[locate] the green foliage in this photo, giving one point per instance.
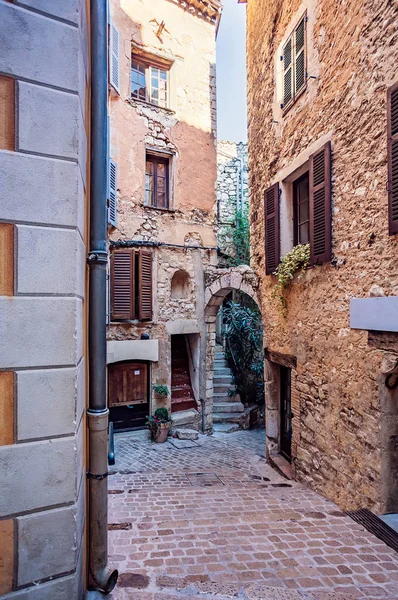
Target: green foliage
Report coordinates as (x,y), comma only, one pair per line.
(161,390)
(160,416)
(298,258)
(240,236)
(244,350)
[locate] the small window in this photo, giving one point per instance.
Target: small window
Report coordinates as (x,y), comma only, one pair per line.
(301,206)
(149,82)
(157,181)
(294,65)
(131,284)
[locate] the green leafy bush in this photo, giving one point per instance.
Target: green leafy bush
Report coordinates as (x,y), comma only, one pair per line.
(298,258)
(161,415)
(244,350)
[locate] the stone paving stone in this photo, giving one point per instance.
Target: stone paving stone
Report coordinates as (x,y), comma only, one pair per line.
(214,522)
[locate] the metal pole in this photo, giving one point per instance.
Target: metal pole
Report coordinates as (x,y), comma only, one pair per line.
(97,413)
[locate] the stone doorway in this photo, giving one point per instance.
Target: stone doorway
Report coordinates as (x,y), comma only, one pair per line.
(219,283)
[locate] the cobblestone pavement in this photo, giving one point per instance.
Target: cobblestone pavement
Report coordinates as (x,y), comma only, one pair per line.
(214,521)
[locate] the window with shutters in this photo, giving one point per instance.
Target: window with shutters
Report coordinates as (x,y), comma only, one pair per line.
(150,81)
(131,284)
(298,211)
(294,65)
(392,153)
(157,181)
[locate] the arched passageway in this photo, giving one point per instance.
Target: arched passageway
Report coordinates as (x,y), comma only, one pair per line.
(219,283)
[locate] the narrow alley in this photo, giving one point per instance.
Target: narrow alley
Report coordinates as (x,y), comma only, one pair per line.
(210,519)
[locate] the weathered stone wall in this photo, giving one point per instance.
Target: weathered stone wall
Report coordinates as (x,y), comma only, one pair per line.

### REQUEST:
Begin at the line that contains "[locate] the weathered" and continue through the end of the items, then express those lines as a JSON list of strings, one string per line, with blank lines left out.

### THE REPLY:
[
  "[locate] the weathered stone wall in this photo, giving one point per instance.",
  "Target: weathered stone wall",
  "Report coordinates as (x,y), comma only, one pair per line."
]